Phrase grounding data:
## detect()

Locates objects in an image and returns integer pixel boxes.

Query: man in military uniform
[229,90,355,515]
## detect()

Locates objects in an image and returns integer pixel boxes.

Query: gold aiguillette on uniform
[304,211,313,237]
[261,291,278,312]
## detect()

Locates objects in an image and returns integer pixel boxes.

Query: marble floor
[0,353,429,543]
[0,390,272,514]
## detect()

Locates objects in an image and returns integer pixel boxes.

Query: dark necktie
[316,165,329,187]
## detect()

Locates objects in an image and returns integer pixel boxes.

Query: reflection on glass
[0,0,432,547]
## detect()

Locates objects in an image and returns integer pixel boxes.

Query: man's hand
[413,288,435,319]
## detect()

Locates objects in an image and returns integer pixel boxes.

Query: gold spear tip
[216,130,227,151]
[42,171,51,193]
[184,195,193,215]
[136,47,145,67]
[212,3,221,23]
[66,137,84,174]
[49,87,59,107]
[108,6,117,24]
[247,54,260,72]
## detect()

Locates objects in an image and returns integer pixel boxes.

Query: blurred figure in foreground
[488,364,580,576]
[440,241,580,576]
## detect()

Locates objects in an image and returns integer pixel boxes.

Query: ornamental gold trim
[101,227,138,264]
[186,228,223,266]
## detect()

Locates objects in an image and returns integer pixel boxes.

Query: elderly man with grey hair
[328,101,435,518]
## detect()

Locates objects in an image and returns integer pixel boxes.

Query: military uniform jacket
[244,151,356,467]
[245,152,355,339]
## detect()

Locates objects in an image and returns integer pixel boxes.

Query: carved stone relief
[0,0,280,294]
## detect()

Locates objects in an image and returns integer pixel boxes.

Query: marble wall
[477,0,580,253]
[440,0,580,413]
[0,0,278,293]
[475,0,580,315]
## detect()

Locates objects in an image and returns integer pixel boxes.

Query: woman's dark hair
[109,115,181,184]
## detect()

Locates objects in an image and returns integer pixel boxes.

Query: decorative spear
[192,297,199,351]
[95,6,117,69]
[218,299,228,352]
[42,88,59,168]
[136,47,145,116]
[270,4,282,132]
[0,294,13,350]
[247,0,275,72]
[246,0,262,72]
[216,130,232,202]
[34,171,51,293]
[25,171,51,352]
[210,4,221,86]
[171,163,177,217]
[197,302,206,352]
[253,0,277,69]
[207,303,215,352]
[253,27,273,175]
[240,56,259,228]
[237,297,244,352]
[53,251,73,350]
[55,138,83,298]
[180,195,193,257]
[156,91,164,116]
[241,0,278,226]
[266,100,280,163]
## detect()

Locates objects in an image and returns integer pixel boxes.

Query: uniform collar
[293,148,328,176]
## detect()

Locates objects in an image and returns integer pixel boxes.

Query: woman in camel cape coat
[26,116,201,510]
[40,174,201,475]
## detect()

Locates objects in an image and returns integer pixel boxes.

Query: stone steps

## To do
Write the data out once more. Keep every word the same.

## Completed exercise
## detect()

Locates objects in an image and returns integer pixel boxes.

Query: man in military uniform
[229,90,355,515]
## detect()

Locates objects in an image and returns integer pixel boxes.

Query: gold aiguillette on uniform
[304,211,313,237]
[261,291,278,312]
## detect()

Locates objects in an image and returns integer pixel boxes.

Query: marble floor
[0,353,429,543]
[0,390,272,514]
## detect()

Locates objects in an image and returns integer pixel boxes.

Query: dark necktie
[316,165,329,187]
## detect()

Locates objects in an image and returns integer pixel boxes.

Query: reflection on glass
[0,0,432,547]
## detect()

Locates objects in an image and returns integer pixel boxes.

Query: man's hand
[413,288,435,319]
## detect()

Locates objects in an image and returns integer pixel boxes.

Query: gold spear tip
[216,130,227,151]
[42,171,51,193]
[184,195,193,215]
[136,47,145,67]
[212,3,221,23]
[66,137,84,174]
[49,87,59,107]
[108,6,117,24]
[247,54,260,72]
## detect()

Locates objects in an image and returns integer pixel boxes.

Query: blurred figure in foreground
[488,364,580,576]
[440,241,580,576]
## detect()

Locates objects in an image and returns integer pixel boxes.

Query: ornamental gold trim
[101,227,138,264]
[186,228,223,266]
## detect()

Locates objects in an image and returns integer pixel boxes.

Query: elderly man with grey hair
[328,101,435,518]
## detect()

Locates objects in an image and returns integer pixel boxes.

Query: military uniform jacket
[244,151,356,467]
[245,152,355,339]
## detect()

Locates objects in an image and returns integer pixel boxes.

Query: carved stone relief
[0,0,280,294]
## detect()

Locates objects in an image and returns integer pixel boxes.

Query: marble wall
[477,0,580,253]
[440,0,580,413]
[0,0,278,293]
[475,0,580,315]
## detect()

Locates objects in an image and returns integer pixel boxes.

Query: woman's dark hair
[109,115,181,184]
## detect()

Locates objects in an image and returns integer pixel boxes.

Query: decorative spear
[192,297,199,351]
[95,6,117,69]
[218,299,228,352]
[42,88,59,168]
[136,47,145,116]
[270,4,282,132]
[0,294,13,350]
[247,0,275,72]
[246,0,262,72]
[216,130,232,202]
[34,171,51,293]
[25,171,51,352]
[210,4,221,86]
[171,163,177,217]
[197,302,206,352]
[253,0,277,69]
[207,303,215,352]
[253,27,273,175]
[240,56,259,228]
[237,297,244,352]
[53,251,73,350]
[55,138,83,298]
[180,195,193,257]
[156,91,164,116]
[241,0,278,226]
[266,100,280,163]
## detect()

Locates objects in an image and returns integer pixel boxes.

Query: uniform collar
[293,148,328,176]
## detect()

Locates objects in an image and returns integer pixel boxes.

Query: woman in camel cape coat
[26,116,201,510]
[40,174,201,475]
## detect()

Locates objects in an image and returns integer pixel boxes.

Query: stone steps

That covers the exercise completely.